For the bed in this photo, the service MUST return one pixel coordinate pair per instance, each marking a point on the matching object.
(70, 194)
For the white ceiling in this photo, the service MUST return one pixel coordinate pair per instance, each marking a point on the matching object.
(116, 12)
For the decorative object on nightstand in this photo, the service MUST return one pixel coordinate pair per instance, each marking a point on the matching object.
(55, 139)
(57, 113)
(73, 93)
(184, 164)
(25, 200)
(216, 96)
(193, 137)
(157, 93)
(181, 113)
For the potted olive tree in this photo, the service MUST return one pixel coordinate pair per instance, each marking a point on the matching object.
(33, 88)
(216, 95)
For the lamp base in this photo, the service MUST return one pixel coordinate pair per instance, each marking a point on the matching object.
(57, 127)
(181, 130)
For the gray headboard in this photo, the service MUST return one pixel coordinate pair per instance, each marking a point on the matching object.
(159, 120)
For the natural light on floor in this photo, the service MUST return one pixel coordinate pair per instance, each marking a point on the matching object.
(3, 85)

**Work instructions:** Quote every line from the line containing "For the natural" through the closing line of the listing, including both.

**Your response:**
For the natural light on floor in this photo, the service MUST return one pixel coordinate pair per instance, each marking a point on the matching object.
(3, 85)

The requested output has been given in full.